EXERCISE TASKS —
1: Write down every set of numbers that the text on standard deviation gives as an example population.
2: Carry on the text on standard deviation from its last sentence.

### TEXT SECTION

Identities and mathematical properties

The standard deviation is invariant under changes in location, and scales directly with the scale of the random variable. Thus, for a constant c and random variables X and Y:

$$\operatorname{stdev}(c) = 0 \,$$

$$\operatorname{stdev}(X + c) = \operatorname{stdev}(X), \,$$

$$\operatorname{stdev}(cX) = |c| \operatorname{stdev}(X). \,$$

The standard deviation of the sum of two random variables can be related to their individual standard deviations and the covariance between them:

$$\operatorname{stdev}(X + Y) = \sqrt{\operatorname{var}(X) + \operatorname{var}(Y) + 2 \,\operatorname{cov}(X,Y)}. \,$$

where $$\scriptstyle\operatorname{var} \,=\, \operatorname{stdev}^2$$ and $$\scriptstyle\operatorname{cov}$$ stand for variance and covariance, respectively.

The calculation of the sum of squared deviations can be related to moments calculated directly from the data. The standard deviation of the sample can be computed as:

$$\operatorname{stdev}(X) = \sqrt{E[(X-E(X))^2]} = \sqrt{E[X^2] - (E[X])^2}.$$

The sample standard deviation can be computed as:

$$\operatorname{stdev}(X) = \sqrt{\frac{N}{N-1}} \sqrt{E[X-E(X)]^2}.$$

For a finite population with equal probabilities at all points, we have

$$\sqrt{\frac{1}{N}\sum_{i=1}^N(x_i-\overline{x})^2} = \sqrt{\frac{1}{N} \left(\sum_{i=1}^N x_i^2\right) - \overline{x}^2} = \sqrt{\frac{1}{N} \sum_{i=1}^N x_i^2 - \left(\frac{1}{N} \sum_{i=1}^{N} x_i\right)^2}.$$

This means that the standard deviation is equal to the square root of (the average of the squares less the square of the average). See computational formula for the variance for proof, and for an analogous result for the sample standard deviation.
Interpretation and application

A large standard deviation indicates that the data points are far from the mean and a small standard deviation indicates that they are clustered closely around the mean.

For example, each of the three populations {0, 0, 14, 14}, {0, 6, 8, 14} and {6, 6, 8, 8} has a mean of 7. Their standard deviations are 7, 5, and 1, respectively. The third population has a much smaller standard deviation than the other two because its values are all close to 7. It will have the same units as the data points themselves. If, for instance, the data set {0, 6, 8, 14} represents the ages of a population of four siblings in years, the standard deviation is 5 years. As another example, the population {1000, 1006, 1008, 1014} may represent the distances traveled by four athletes, measured in meters. It has a mean of 1007 meters, and a standard deviation of 5 meters.

######
### LISTED ENTRIES

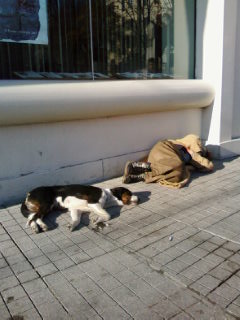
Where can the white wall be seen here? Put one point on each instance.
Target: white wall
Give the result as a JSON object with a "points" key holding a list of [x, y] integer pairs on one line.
{"points": [[217, 62]]}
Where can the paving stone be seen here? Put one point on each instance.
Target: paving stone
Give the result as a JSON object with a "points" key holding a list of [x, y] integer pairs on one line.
{"points": [[234, 310], [219, 300], [21, 267], [125, 276], [53, 311], [46, 269], [200, 289], [27, 276], [205, 311], [4, 313], [5, 272], [63, 263], [8, 282], [220, 273], [227, 292], [31, 314], [13, 294], [224, 253], [209, 281], [20, 305], [34, 286]]}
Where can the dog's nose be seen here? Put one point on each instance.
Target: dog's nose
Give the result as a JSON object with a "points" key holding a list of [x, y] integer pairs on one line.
{"points": [[134, 199]]}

######

EXPECTED OUTPUTS —
1:
{0, 0, 14, 14}
{0, 6, 8, 14}
{6, 6, 8, 8}
{1000, 1006, 1008, 1014}

2:
Standard deviation may serve as a measure of uncertainty. In physical science, for example, the reported standard deviation of a group of repeated measurements should give the precision of those measurements. When deciding whether measurements agree with a theoretical prediction, the standard deviation of those measurements is of crucial importance: if the mean of the measurements is too far away from the prediction (with the distance measured in standard deviations), then the theory being tested probably needs to be revised. This makes sense since they fall outside the range of values that could reasonably be expected to occur if the prediction were correct and the standard deviation appropriately quantified. See prediction interval.

While the standard deviation does measure how far typical values tend to be from the mean, other measures are available. An example is the mean absolute deviation, which might be considered a more direct measure of average distance, compared to the root mean square distance inherent in the standard deviation.
Application examples

The practical value of understanding the standard deviation of a set of values is in appreciating how much variation there is from the "average" (mean).
Climate

As a simple example, consider the average daily maximum temperatures for two cities, one inland and one on the coast. It is helpful to understand that the range of daily maximum temperatures for cities near the coast is smaller than for cities inland. Thus, while these two cities may each have the same average maximum temperature, the standard deviation of the daily maximum temperature for the coastal city will be less than that of the inland city as, on any particular day, the actual maximum temperature is more likely to be farther from the average maximum temperature for the inland city than for the coastal one.
Sports

Another way of seeing it is to consider sports teams. In any set of categories, there will be teams that rate highly at some things and poorly at others. Chances are, the teams that lead in the standings will not show such disparity but will perform well in most categories. The lower the standard deviation of their ratings in each category, the more balanced and consistent they will tend to be. Teams with a higher standard deviation, however, will be more unpredictable. For example, a team that is consistently bad in most categories will have a low standard deviation. A team that is consistently good in most categories will also have a low standard deviation. However, a team with a high standard deviation might be the type of team that scores a lot (strong offense) but also concedes a lot (weak defense), or, vice versa, that might have a poor offense but compensates by being difficult to score on.

Trying to predict which teams, on any given day, will win, may include looking at the standard deviations of the various team "stats" ratings, in which anomalies can match strengths vs. weaknesses to attempt to understand what factors may prevail as stronger indicators of eventual scoring outcomes.

In racing, a driver is timed on successive laps. A driver with a low standard deviation of lap times is more consistent than a driver with a higher standard deviation. This information can be used to help understand where opportunities might be found to reduce lap times.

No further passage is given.